*** Excerpt to read ***

In 2015, Time magazine's Money section named Richmond among "the top 10 colleges with the most generous financial aid." In 2019, Richmond was ranked as the 20th best liberal arts college in America by Niche.  In 2016 and 2017, the University of Richmond was ranked second for the total number of students sent to study abroad among top baccalaureate colleges according to the Institute of International Education's “Open Door Report.”

The University of Richmond's name leads some to believe that it is a public institution drawing students primarily from within Virginia. However, only about 15 percent of UR's undergraduate students are from Virginia. The University of Richmond draws many students from the New England and Mid-Atlantic regions of the United States, but also from across the country and abroad.

*** Record list ***

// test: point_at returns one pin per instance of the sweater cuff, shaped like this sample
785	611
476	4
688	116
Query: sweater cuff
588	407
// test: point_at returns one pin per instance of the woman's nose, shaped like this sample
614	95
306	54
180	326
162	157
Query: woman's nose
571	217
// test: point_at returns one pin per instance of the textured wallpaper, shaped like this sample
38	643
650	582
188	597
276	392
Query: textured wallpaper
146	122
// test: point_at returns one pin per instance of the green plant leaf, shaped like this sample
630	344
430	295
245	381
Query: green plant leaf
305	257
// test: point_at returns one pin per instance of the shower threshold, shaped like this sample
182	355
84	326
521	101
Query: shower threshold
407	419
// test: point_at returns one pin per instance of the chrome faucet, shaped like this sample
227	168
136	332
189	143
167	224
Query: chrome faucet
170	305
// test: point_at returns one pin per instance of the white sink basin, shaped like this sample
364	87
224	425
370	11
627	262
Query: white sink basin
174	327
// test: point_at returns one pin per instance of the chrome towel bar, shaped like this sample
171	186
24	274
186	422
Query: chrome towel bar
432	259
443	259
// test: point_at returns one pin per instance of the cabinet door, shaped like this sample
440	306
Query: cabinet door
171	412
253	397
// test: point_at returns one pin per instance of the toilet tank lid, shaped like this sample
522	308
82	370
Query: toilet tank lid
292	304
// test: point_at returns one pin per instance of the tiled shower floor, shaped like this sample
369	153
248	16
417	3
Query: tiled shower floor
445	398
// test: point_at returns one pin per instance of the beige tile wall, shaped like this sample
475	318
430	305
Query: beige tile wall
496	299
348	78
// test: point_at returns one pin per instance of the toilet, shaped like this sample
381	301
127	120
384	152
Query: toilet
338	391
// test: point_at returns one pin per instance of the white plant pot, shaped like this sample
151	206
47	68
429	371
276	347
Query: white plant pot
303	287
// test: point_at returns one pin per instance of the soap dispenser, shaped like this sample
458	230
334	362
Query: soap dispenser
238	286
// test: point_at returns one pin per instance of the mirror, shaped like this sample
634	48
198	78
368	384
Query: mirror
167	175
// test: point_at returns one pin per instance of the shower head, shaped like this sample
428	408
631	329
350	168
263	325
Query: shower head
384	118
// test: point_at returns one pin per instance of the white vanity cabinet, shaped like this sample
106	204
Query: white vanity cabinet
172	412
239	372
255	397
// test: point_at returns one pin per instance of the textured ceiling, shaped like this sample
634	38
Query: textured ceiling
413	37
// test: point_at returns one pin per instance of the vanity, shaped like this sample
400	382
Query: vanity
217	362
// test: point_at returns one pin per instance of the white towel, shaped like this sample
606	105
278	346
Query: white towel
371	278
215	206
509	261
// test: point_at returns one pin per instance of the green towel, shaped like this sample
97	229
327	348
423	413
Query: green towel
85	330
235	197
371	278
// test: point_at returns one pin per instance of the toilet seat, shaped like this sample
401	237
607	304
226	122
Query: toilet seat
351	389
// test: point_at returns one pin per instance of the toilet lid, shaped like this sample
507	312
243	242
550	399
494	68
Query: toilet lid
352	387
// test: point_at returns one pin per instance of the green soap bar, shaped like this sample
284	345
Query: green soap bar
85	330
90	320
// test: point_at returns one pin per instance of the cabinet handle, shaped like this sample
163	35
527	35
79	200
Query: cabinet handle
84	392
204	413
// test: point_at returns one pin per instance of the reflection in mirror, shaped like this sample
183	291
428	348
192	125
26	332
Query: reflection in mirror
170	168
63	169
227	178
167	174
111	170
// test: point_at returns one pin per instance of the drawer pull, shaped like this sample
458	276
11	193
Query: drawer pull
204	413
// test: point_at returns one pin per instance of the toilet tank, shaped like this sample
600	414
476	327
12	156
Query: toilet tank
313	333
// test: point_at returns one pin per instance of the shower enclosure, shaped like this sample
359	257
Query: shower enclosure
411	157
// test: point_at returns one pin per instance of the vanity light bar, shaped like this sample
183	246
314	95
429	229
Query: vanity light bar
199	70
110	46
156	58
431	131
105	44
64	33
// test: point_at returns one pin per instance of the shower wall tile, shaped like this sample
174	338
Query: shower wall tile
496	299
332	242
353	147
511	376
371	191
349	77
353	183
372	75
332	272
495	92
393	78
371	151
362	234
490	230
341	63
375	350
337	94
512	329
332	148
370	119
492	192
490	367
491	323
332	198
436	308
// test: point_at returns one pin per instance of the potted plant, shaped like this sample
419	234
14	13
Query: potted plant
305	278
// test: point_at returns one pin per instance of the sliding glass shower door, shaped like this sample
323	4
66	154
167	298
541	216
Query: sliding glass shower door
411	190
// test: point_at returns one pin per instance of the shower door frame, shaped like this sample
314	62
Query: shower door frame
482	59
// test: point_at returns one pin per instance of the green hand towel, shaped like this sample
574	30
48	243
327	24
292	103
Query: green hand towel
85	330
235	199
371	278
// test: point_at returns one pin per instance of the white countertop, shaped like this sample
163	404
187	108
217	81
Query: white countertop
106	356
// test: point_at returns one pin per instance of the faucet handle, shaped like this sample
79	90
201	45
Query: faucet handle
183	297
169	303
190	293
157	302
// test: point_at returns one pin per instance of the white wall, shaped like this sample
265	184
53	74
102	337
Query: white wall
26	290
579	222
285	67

***

In the University of Richmond excerpt, how would you shorten the paragraph beginning "The University of Richmond's name leads some" while keeping its main facts? Nothing in the listing is needed here.

Its name makes some think the University of Richmond is a public school that mainly enrolls Virginians. Yet only about 15 percent of its undergraduates are from Virginia. Many come from New England and the Mid-Atlantic, and others come from across the country and abroad.